• **DIRECTIONS**: Retype every line of the data below word for word, in the same order.

======== MATERIAL FOR THIS TASK

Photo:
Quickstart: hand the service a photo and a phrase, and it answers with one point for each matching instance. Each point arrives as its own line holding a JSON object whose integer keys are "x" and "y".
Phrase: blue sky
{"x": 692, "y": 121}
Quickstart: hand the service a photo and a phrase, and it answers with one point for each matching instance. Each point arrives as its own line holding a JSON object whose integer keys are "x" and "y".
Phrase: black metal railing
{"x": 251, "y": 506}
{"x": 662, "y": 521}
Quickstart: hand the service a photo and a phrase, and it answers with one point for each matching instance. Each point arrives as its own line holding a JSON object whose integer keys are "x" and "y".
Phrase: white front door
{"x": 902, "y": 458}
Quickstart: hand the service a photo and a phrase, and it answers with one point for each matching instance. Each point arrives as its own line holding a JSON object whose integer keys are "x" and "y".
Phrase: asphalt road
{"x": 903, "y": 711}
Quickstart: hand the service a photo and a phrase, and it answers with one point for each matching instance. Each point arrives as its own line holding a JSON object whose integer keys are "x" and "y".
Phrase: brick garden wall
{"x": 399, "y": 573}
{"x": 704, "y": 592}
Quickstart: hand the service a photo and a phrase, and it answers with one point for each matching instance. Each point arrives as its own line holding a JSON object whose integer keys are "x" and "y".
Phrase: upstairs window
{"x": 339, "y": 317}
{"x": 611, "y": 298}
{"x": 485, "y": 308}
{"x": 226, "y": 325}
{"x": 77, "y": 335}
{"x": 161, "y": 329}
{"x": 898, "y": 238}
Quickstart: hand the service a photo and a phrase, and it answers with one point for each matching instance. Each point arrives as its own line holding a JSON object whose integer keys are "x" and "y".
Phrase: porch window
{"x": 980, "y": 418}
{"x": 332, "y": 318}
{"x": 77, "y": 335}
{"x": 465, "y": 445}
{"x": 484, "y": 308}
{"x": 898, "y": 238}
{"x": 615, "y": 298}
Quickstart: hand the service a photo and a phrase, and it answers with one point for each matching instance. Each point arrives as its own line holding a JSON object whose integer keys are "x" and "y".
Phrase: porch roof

================

• **SOLUTION TO THIS EXERCISE**:
Photo:
Quickstart: hand the service a photo and a phrase, and it answers with one point for each matching instance. Each point arrives as its own line holding a JSON object whose integer keys are "x" and "y".
Phrase: blue sky
{"x": 692, "y": 121}
Quickstart: hand the service a photo and a phrase, and it answers with one point for each matching instance. Each point arrives as its own line holding a JSON object whose integer keys are "x" and "y".
Phrase: black metal railing
{"x": 251, "y": 506}
{"x": 662, "y": 521}
Quickstart: hand the service a photo and a phrase, and it answers with one point for each matching instance. Each point arrives as its own line holding a JSON object whose integer keys are "x" and "y".
Phrase: white front door
{"x": 902, "y": 458}
Quickstart: hand the service a photo and a phrase, and it answers with one point for each matching instance. Each point arrives as its own line holding a JSON object whose integer keys are "x" and "y".
Phrase: asphalt road
{"x": 903, "y": 711}
Quickstart: hand the service a photo and a phrase, and it answers with one point for each matching instance. Each point arrives as its own line holding a JSON object whose integer keys are "x" and "y".
Phrase: brick garden wall
{"x": 399, "y": 573}
{"x": 704, "y": 592}
Quickstart: hand the service a photo and a phrase, and it answers with one point for each matching instance. Each point arrives as its own line holding a JSON object whose integer keys are "x" and "y".
Phrase: upstairs window
{"x": 339, "y": 317}
{"x": 611, "y": 298}
{"x": 485, "y": 308}
{"x": 226, "y": 325}
{"x": 77, "y": 335}
{"x": 161, "y": 329}
{"x": 898, "y": 238}
Quickstart: hand the service a photo and a phrase, and it answers with one point for each matching instance. Each point arrives as its own line holding a JSON object whose integer keys are "x" and "y".
Phrase: porch window
{"x": 980, "y": 418}
{"x": 332, "y": 318}
{"x": 77, "y": 335}
{"x": 465, "y": 445}
{"x": 484, "y": 308}
{"x": 898, "y": 238}
{"x": 615, "y": 298}
Quickstart: hand the service a photo and a phrase, and it answers with one point for each matching instance. Each point arrives as its own line holding a JSON object whose integer keys are "x" and "y".
Phrase: porch roof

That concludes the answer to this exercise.